* **The exercise**
Your output is the line containing "In this exercise you will pick out the canoe" plus all lines after it to the end of the records, reproduced exactly, with nothing else.

-- Start Records for the task --

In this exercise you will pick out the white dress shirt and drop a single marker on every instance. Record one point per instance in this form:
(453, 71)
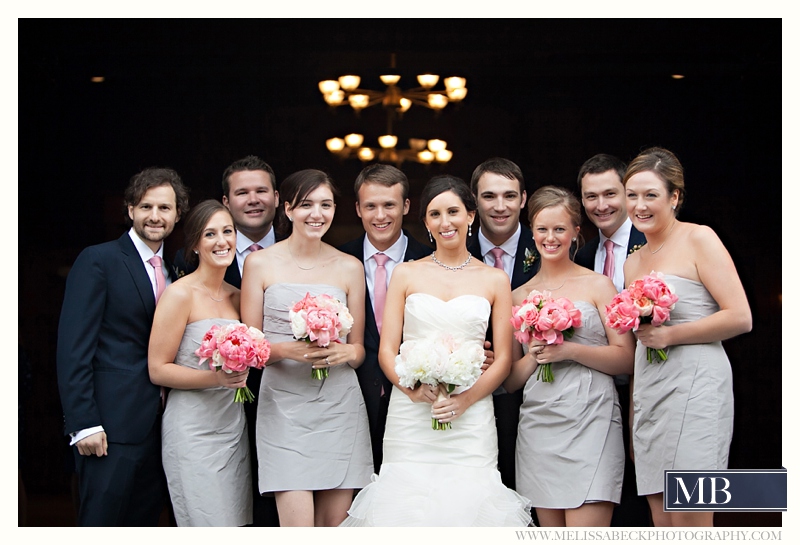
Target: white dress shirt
(620, 239)
(509, 247)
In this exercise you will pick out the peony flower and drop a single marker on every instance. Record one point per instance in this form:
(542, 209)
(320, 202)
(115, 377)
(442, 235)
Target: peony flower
(646, 301)
(321, 319)
(621, 314)
(234, 348)
(442, 360)
(546, 319)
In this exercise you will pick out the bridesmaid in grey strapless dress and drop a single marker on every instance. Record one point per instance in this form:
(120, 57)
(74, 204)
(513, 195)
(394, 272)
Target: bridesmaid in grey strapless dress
(205, 450)
(569, 445)
(311, 434)
(683, 407)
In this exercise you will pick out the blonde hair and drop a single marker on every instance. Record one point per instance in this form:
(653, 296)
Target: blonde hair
(663, 164)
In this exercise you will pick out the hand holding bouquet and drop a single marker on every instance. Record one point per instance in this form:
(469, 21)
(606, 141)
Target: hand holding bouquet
(546, 319)
(646, 301)
(320, 319)
(441, 361)
(234, 348)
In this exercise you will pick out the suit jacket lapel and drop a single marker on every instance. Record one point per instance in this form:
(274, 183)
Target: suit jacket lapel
(232, 275)
(636, 238)
(133, 262)
(520, 276)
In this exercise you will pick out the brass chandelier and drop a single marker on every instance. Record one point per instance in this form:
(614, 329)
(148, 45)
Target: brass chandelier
(395, 101)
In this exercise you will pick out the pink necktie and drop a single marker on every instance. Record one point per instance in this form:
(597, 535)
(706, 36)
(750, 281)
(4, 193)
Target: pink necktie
(161, 282)
(498, 257)
(380, 288)
(608, 266)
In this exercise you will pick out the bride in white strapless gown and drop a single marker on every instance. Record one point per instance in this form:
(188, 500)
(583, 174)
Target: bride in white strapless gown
(443, 477)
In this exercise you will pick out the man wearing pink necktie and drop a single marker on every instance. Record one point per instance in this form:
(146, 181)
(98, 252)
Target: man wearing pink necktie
(504, 242)
(603, 198)
(381, 202)
(111, 409)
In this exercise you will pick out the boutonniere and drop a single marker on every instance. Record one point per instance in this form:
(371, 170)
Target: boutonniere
(530, 257)
(634, 248)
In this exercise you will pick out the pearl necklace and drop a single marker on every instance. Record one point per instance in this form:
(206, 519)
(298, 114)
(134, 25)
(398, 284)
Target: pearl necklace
(448, 267)
(559, 287)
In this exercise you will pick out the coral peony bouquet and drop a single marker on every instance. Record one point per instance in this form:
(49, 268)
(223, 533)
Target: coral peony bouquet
(234, 347)
(320, 319)
(646, 301)
(442, 361)
(544, 318)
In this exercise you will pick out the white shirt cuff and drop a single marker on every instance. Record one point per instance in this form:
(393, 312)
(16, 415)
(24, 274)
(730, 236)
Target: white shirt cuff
(79, 435)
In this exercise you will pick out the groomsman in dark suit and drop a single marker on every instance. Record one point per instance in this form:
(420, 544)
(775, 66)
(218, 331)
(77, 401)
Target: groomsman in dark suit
(502, 241)
(250, 192)
(112, 411)
(381, 202)
(603, 198)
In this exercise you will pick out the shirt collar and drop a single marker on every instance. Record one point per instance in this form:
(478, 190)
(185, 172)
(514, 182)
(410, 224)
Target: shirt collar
(509, 246)
(395, 252)
(144, 250)
(620, 236)
(243, 242)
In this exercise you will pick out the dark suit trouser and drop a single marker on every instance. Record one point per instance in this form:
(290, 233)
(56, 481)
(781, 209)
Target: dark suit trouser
(125, 488)
(377, 430)
(633, 510)
(265, 511)
(506, 413)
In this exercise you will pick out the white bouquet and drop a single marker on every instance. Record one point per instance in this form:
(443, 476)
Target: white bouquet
(441, 361)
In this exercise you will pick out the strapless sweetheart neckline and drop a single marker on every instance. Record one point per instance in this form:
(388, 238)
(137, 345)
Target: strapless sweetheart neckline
(445, 301)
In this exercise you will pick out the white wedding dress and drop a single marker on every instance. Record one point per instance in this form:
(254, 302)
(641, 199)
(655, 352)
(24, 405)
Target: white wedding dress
(440, 477)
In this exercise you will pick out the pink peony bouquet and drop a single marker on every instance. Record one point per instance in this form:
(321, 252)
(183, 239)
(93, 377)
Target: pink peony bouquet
(234, 347)
(645, 301)
(439, 360)
(544, 318)
(320, 319)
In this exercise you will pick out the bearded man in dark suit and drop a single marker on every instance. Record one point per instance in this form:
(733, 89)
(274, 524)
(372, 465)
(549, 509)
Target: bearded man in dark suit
(112, 411)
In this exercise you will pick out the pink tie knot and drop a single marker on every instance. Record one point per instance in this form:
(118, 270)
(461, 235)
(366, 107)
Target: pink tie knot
(497, 252)
(161, 281)
(608, 266)
(379, 288)
(380, 259)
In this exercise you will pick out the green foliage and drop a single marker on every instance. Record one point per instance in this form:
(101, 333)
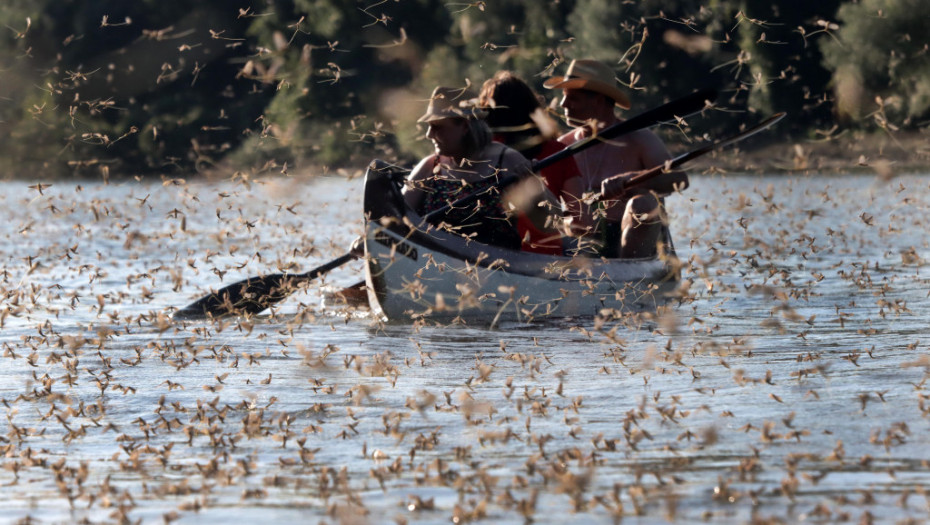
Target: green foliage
(880, 60)
(156, 86)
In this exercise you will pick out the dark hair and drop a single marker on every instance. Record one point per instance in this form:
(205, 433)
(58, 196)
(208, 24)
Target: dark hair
(509, 100)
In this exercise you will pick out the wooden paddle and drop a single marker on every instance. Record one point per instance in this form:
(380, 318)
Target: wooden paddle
(678, 108)
(254, 294)
(615, 186)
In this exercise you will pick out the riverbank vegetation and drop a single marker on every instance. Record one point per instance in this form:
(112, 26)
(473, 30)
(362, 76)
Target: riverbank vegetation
(163, 88)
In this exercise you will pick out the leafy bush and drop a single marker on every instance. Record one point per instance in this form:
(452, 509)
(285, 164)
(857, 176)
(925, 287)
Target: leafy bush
(880, 61)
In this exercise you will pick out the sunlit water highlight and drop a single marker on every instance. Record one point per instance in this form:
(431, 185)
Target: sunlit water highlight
(789, 382)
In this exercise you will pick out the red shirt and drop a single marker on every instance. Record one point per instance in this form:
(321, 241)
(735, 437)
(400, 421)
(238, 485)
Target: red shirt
(555, 177)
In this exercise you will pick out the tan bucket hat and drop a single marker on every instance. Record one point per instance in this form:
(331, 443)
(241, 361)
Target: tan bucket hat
(592, 75)
(449, 102)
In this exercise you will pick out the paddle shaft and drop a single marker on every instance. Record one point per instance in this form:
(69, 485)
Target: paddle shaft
(675, 109)
(618, 184)
(254, 294)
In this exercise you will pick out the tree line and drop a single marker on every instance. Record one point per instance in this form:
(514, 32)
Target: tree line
(168, 87)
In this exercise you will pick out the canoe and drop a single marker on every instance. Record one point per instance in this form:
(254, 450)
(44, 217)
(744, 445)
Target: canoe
(414, 271)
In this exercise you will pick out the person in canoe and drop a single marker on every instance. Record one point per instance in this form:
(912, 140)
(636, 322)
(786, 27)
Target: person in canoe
(518, 119)
(466, 161)
(631, 224)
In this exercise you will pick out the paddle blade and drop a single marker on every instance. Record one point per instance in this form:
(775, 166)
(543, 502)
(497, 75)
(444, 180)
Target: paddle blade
(247, 297)
(252, 295)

-- End Records for the task --

* **Full response**
In this exercise you will pick out the canoe and drop a single marker on every instance. Record one point per instance in this form:
(254, 450)
(44, 217)
(744, 445)
Target: canoe
(414, 271)
In this exercise you will pick out the person in canoe and drop a single marker on every instance. Record one point per instance in this form:
(912, 140)
(636, 322)
(786, 27)
Target: person in canoe
(518, 119)
(466, 161)
(631, 224)
In this exercise you will pick out the paddle blade and drop a single marker on every instance. Record one point per instance in this form:
(775, 166)
(543, 502)
(497, 75)
(444, 180)
Target: paddle blade
(247, 297)
(252, 295)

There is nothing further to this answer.